Record set below:

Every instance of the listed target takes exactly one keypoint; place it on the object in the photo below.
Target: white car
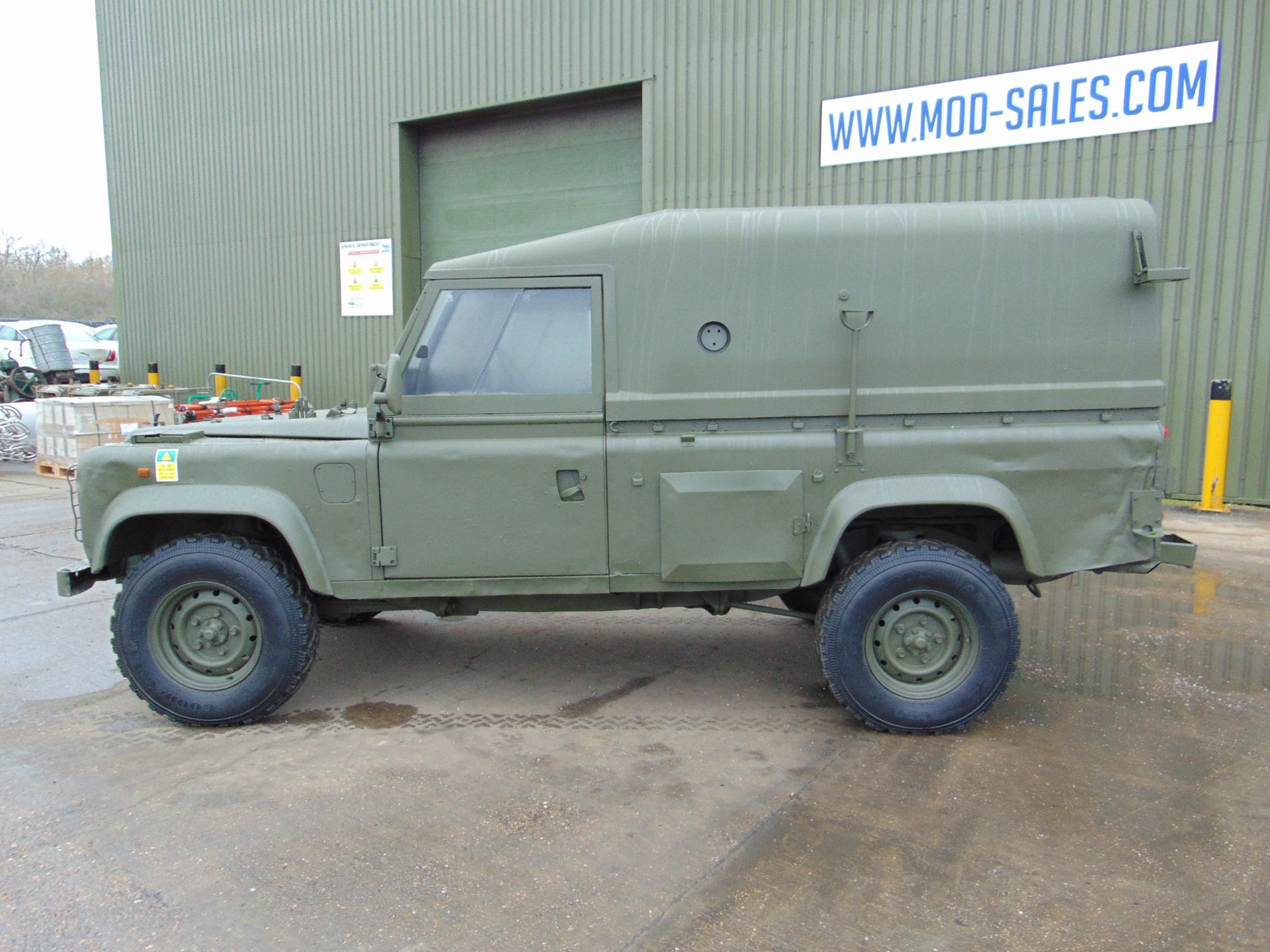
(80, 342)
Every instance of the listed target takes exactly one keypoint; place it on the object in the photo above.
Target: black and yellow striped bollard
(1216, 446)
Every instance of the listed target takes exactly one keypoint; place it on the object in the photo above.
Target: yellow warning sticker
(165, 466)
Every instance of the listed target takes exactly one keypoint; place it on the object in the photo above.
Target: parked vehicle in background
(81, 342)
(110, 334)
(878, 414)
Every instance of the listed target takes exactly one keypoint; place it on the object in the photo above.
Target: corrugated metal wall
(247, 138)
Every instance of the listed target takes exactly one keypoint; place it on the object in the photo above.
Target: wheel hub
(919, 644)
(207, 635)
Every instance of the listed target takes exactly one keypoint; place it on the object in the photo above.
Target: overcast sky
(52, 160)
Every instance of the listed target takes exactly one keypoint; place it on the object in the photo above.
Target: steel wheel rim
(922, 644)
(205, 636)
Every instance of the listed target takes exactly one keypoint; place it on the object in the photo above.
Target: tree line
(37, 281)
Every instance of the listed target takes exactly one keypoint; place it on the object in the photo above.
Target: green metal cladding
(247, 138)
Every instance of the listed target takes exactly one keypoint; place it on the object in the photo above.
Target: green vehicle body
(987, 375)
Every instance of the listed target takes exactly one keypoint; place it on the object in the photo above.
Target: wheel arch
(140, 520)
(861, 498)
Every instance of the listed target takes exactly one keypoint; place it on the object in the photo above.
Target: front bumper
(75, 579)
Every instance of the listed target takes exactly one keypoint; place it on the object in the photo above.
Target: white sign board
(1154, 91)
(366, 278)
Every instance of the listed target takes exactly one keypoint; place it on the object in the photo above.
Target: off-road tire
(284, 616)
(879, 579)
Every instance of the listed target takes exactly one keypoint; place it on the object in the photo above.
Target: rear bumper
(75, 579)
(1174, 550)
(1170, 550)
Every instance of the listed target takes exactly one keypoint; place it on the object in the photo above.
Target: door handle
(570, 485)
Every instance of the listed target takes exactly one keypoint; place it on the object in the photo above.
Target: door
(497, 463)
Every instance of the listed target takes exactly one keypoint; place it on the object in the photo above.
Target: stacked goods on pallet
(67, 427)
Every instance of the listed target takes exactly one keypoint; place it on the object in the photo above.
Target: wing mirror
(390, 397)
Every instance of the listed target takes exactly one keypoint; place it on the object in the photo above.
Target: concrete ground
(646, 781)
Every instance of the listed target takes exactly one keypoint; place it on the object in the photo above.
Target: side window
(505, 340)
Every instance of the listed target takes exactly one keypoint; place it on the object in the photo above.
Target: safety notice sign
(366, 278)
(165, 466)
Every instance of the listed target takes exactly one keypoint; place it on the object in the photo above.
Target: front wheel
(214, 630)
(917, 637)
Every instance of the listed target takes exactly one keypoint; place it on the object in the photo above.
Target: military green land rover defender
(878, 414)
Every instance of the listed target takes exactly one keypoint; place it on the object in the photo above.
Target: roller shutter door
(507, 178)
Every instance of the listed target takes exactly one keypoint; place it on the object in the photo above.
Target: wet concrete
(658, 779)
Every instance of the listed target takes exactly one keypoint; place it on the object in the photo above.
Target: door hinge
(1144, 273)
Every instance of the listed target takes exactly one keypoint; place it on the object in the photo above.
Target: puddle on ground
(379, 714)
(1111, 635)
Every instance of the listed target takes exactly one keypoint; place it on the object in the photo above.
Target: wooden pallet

End of Record set.
Record set below:

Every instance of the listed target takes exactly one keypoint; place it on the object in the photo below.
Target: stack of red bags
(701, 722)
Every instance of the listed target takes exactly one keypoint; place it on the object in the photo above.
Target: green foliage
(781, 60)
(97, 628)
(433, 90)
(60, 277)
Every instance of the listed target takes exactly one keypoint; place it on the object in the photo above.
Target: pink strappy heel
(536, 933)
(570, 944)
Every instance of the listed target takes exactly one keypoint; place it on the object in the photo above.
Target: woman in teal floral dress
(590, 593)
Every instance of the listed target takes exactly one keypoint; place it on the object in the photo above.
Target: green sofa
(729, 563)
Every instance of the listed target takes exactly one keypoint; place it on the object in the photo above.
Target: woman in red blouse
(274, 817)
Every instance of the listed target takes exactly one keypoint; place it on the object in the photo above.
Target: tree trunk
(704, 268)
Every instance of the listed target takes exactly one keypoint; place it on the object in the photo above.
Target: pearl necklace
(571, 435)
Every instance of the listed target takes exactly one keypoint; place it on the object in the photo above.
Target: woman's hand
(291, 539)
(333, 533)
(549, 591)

End of Record set.

=== What is required ===
Only the lines above from the one with "Target: wet concrete" through the one with "Target: wooden pallet" should be duplicated, character for character.

=== Task solution ===
Target: wet concrete
(658, 779)
Every instance of the listed target takes exactly one keypoint; place it on the object in the photo above.
Target: door hinge
(1144, 273)
Every instance of the listed target takes exactly one keypoint; place it on the object in the photo above.
Target: puddle on ground
(379, 714)
(1111, 635)
Every instance of the listed target takes exactly one keypoint; place it on the object in the photo above.
Target: wooden pallet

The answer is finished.